Start of DATA FOR PROCESSING

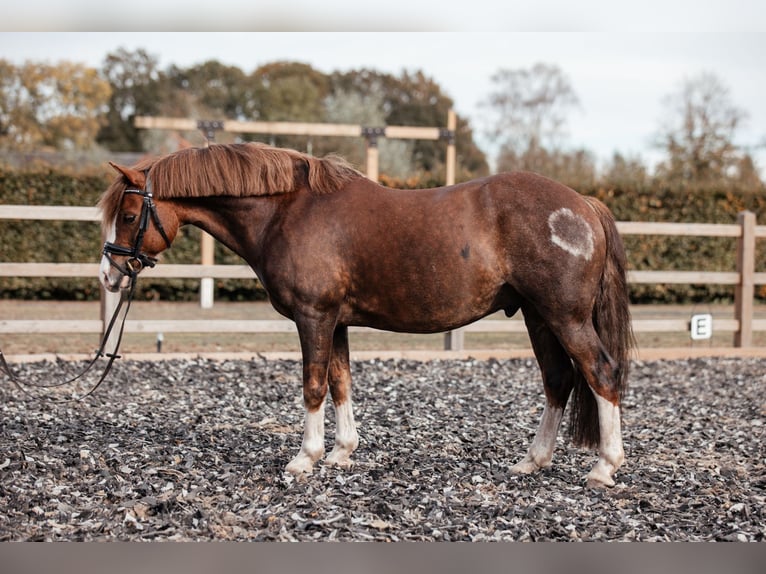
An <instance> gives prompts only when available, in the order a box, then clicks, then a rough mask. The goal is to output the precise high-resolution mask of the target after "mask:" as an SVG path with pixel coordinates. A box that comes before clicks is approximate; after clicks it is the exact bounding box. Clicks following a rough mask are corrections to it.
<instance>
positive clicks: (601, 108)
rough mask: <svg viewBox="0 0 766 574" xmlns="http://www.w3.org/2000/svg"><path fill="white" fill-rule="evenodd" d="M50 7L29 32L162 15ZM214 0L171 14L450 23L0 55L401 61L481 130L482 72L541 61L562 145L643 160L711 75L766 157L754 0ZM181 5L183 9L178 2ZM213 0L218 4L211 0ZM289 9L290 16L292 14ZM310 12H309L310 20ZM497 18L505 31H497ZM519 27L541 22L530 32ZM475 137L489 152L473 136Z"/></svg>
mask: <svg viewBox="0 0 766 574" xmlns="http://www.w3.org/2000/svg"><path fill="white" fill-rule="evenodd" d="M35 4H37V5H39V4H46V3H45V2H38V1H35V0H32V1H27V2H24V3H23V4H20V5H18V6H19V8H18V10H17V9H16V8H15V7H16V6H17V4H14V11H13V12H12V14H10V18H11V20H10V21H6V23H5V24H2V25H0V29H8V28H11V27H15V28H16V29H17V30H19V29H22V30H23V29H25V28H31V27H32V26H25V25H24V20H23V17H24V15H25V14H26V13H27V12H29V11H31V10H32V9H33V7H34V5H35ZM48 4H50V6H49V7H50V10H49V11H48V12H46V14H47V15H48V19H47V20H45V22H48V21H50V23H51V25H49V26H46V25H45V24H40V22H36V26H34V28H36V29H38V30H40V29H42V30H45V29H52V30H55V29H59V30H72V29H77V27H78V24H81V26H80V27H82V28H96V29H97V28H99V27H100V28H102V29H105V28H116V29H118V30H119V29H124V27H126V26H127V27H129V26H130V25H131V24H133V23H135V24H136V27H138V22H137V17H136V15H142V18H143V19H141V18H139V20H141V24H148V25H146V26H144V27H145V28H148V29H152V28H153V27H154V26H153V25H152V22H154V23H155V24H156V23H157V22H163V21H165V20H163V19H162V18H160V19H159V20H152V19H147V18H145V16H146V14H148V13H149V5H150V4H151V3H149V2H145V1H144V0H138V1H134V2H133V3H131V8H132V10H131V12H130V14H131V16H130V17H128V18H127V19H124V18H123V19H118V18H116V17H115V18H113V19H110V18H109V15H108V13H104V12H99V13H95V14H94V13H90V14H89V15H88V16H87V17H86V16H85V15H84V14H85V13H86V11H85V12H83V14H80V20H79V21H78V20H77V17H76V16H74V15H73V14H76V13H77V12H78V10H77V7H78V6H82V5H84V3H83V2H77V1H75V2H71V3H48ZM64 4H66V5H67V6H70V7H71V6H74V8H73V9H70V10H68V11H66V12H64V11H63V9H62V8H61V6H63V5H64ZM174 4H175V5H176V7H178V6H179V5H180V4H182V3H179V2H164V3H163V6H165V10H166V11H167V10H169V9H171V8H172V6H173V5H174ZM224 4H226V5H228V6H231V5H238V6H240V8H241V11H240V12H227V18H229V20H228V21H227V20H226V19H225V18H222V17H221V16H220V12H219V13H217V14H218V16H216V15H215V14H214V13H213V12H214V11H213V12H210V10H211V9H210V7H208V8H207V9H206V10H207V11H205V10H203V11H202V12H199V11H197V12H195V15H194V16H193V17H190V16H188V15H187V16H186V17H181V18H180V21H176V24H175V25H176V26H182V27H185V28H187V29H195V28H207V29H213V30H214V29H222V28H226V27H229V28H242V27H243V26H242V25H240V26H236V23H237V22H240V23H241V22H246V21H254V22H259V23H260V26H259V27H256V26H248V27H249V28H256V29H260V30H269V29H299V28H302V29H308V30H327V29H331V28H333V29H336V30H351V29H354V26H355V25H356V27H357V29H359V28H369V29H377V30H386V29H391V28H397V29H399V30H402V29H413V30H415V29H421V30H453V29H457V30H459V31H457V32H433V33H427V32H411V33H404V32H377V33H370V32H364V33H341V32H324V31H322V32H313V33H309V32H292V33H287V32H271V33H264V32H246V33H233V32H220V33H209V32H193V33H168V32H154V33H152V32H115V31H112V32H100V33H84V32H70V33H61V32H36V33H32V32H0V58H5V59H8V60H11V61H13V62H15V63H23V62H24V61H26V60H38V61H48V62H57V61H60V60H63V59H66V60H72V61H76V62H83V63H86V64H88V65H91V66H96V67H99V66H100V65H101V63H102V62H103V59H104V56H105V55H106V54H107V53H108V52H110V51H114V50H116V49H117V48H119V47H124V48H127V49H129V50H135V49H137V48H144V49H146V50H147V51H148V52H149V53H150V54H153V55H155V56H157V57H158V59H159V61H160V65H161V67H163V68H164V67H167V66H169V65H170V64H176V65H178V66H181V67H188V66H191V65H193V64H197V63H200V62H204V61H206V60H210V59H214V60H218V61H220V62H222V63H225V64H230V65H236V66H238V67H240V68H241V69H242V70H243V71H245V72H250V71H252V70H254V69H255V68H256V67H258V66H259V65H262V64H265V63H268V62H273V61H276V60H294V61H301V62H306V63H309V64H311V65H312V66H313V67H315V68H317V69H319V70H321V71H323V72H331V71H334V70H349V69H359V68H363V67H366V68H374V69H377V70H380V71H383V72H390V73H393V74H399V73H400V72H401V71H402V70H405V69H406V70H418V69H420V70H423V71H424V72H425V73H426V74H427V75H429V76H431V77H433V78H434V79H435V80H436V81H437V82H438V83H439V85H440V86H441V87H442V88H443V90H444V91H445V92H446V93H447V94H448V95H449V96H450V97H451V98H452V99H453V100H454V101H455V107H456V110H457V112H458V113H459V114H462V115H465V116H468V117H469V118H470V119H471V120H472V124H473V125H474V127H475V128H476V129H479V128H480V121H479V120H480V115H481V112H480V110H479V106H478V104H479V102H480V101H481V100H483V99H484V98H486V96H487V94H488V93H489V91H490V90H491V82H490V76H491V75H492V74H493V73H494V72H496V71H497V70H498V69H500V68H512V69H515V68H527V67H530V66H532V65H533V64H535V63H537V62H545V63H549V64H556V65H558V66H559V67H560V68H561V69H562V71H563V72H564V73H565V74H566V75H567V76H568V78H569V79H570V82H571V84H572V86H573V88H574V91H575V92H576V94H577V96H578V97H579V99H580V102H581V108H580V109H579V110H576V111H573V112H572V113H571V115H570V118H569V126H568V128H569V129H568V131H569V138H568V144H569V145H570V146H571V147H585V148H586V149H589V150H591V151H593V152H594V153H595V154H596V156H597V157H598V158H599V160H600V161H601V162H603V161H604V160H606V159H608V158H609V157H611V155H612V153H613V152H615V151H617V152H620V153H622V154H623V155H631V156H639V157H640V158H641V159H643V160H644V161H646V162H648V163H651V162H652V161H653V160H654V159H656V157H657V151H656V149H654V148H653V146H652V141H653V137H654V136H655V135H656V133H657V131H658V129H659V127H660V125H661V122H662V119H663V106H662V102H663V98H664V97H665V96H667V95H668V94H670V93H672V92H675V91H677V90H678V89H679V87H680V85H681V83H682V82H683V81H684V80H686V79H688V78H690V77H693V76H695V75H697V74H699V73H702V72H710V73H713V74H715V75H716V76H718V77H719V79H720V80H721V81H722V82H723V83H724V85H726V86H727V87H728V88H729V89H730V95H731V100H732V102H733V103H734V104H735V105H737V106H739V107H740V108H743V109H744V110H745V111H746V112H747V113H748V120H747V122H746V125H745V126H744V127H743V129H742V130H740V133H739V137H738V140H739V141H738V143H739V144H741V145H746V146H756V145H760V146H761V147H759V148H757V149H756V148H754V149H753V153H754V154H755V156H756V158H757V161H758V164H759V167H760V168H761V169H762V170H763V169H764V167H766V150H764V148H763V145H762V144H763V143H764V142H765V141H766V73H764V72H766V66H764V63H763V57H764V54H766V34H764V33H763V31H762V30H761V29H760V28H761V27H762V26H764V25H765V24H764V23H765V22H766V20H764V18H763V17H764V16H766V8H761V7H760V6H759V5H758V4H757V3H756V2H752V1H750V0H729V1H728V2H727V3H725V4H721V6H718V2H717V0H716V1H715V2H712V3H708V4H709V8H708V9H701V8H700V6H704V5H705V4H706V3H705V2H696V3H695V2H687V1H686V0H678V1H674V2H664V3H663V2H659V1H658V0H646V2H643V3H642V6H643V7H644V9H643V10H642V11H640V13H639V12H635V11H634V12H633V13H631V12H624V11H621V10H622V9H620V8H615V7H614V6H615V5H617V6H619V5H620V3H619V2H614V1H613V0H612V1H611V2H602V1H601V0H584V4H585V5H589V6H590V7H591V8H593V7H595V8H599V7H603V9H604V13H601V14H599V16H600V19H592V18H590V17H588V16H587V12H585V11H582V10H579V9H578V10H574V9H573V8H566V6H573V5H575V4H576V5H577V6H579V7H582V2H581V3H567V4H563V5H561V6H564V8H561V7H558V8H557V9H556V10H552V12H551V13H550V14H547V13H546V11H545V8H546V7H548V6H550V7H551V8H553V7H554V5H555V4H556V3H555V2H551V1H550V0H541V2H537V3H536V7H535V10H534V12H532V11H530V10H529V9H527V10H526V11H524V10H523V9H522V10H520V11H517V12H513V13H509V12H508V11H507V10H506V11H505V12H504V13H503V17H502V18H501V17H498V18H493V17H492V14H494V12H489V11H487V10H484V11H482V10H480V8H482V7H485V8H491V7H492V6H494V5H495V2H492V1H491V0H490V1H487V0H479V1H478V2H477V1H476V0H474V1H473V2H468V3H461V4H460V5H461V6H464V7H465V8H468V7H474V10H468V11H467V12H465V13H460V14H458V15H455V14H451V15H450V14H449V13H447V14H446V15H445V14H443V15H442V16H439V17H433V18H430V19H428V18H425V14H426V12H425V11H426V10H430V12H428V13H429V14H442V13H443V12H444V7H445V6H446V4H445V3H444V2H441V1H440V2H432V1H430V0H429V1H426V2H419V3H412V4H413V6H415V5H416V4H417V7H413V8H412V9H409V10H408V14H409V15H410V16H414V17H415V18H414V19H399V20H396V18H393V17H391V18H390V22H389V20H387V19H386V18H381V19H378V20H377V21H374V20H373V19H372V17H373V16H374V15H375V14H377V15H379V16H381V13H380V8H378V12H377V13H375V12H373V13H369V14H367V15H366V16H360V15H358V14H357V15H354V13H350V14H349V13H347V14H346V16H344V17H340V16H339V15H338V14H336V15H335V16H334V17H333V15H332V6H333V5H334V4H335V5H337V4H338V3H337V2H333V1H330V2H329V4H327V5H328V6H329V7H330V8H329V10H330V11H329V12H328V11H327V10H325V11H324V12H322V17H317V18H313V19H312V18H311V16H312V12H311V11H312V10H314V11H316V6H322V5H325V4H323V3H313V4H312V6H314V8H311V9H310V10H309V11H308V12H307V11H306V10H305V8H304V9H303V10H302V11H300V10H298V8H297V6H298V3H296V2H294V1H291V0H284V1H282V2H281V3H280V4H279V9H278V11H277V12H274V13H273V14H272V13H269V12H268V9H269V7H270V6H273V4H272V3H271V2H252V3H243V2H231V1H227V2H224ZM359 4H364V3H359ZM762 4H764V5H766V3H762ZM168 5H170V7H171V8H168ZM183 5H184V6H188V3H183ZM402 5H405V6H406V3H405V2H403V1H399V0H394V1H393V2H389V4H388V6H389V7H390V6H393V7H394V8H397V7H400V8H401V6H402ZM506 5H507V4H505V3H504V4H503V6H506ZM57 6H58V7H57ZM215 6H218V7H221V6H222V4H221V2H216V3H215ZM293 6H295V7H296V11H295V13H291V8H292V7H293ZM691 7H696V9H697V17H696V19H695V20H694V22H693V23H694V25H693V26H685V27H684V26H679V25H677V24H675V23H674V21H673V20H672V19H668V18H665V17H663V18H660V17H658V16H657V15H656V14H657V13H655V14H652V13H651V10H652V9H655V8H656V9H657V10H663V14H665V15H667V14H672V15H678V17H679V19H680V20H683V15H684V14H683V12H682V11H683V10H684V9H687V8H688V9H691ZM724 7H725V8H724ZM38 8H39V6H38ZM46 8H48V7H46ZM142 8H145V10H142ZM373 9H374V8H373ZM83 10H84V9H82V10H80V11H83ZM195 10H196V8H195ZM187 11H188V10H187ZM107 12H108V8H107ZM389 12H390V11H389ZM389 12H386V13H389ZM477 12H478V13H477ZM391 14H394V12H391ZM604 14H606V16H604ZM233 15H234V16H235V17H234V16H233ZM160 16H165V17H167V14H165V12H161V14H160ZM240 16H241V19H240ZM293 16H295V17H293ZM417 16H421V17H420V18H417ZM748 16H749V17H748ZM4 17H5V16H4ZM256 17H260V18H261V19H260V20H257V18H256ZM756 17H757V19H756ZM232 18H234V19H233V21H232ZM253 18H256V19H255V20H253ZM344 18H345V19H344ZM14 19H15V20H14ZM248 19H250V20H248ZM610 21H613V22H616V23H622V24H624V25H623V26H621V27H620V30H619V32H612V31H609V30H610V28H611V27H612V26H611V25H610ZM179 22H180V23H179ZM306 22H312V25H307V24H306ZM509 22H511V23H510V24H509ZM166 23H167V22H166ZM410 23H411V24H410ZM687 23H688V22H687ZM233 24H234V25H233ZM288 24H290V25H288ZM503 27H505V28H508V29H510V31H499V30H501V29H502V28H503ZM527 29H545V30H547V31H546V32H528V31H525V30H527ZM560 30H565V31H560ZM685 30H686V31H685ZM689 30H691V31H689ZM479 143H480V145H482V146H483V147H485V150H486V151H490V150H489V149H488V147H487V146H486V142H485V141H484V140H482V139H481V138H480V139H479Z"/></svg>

End of DATA FOR PROCESSING

▶ _PROBLEM DESCRIPTION_
Count up the lines in the entries that hold "rough", and respond with that count and no other text.

▶ _EXPECTED ANSWER_
2